Орудовцу, конечно, и в голову не могло прийти, что он присутствует при значительном явлении русской поэзии, передаче жезла. Скорее всего это не приходило в голову и прямым участникам события. Ахматова недоумевала, Ахмадулина мучилась от неслыханного юношеского унижения. Что ж, передача жезла не всегда происходит на царскосельских торжественных актах.
Когда Ахматова умерла в 1966 году, Ахмадулиной было 29 лет. Она родилась, стало быть, в год принятия Великой Сталинской Конституции, в достославный 1937-й.
Русский поэт в прошлом ставил под вопросом место своего рождения, нынче поэт мучительно обозревает время своего появления на свет – много ли вокруг совершено преступлений?
- Я думала в уютный час дождя,
- а вдруг и впрямь по логике наитья,
- заведомо безнравственно дитя,
- рожденное вблизи кровопролитья.
В отместку палачам младенцы тридцатых годов как раз оказались первым советским поколением, вернувшимся к основам нравственности.
Обозревая сейчас из столь далекого далека (вот эту строчку, например, пишу в горной деревне Шугарбуш, штат Вермонт) различные периоды Ахмадулиной (если можно так сказать о Белке, добром друге времен соседства и разлуки), я думаю о том, как гармонично и естественно все это протекало.
Вот где-то стала мелькать на молодых сборищах, описанных Евтушенко, высокомерная студентка с «тяжелокованной косой». Молодые влюбленности, «зеленый ветер шипра», бурная, загульная погоня за ассоциативной рифмой, просвисты вдоль московской поземки.
Оттепельная, едва ли не развязная (во всяком случае развязанная) рифмовка вырабатывала походку и мимику молодого литературного поколения.

Записи из набора данных:

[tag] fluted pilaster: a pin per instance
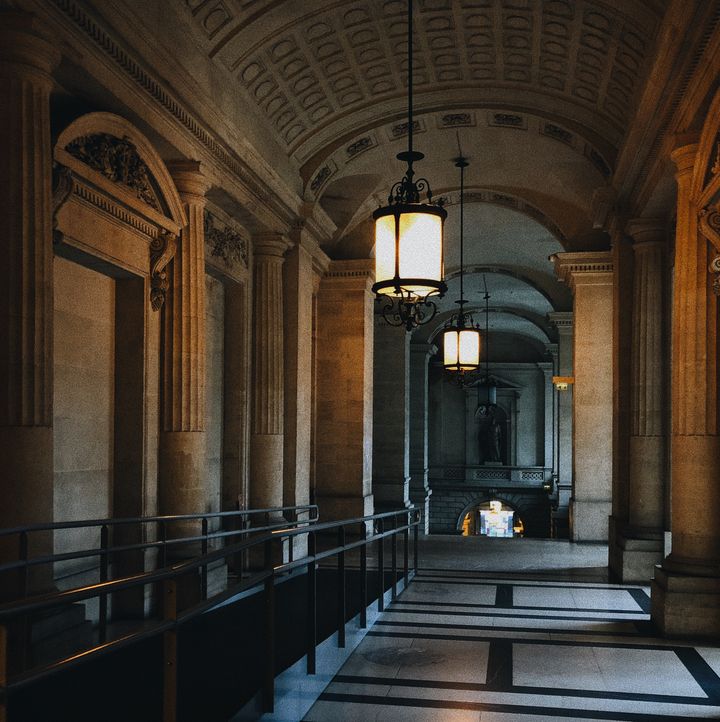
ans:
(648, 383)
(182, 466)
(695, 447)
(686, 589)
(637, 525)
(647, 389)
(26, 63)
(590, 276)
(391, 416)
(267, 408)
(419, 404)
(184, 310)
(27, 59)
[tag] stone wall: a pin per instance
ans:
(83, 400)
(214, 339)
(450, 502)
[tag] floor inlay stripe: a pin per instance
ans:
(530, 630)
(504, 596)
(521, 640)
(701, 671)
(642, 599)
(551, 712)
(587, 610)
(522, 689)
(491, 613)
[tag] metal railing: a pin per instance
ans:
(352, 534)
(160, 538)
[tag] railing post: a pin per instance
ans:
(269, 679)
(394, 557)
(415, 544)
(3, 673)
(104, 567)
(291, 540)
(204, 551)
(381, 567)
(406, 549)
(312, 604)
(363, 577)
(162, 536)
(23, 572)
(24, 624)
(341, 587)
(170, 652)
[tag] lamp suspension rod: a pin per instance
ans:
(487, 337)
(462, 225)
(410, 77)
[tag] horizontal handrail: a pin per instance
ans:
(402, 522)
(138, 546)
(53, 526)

Цель задания:
Перепишите целиком текст об Ахматовой и Ахмадулиной, сохранив каждое слово и знак без изменений.

Результат:
Орудовцу, конечно, и в голову не могло прийти, что он присутствует при значительном явлении русской поэзии, передаче жезла. Скорее всего это не приходило в голову и прямым участникам события. Ахматова недоумевала, Ахмадулина мучилась от неслыханного юношеского унижения. Что ж, передача жезла не всегда происходит на царскосельских торжественных актах.
Когда Ахматова умерла в 1966 году, Ахмадулиной было 29 лет. Она родилась, стало быть, в год принятия Великой Сталинской Конституции, в достославный 1937-й.
Русский поэт в прошлом ставил под вопросом место своего рождения, нынче поэт мучительно обозревает время своего появления на свет – много ли вокруг совершено преступлений?
- Я думала в уютный час дождя,
- а вдруг и впрямь по логике наитья,
- заведомо безнравственно дитя,
- рожденное вблизи кровопролитья.
В отместку палачам младенцы тридцатых годов как раз оказались первым советским поколением, вернувшимся к основам нравственности.
Обозревая сейчас из столь далекого далека (вот эту строчку, например, пишу в горной деревне Шугарбуш, штат Вермонт) различные периоды Ахмадулиной (если можно так сказать о Белке, добром друге времен соседства и разлуки), я думаю о том, как гармонично и естественно все это протекало.
Вот где-то стала мелькать на молодых сборищах, описанных Евтушенко, высокомерная студентка с «тяжелокованной косой». Молодые влюбленности, «зеленый ветер шипра», бурная, загульная погоня за ассоциативной рифмой, просвисты вдоль московской поземки.
Оттепельная, едва ли не развязная (во всяком случае развязанная) рифмовка вырабатывала походку и мимику молодого литературного поколения.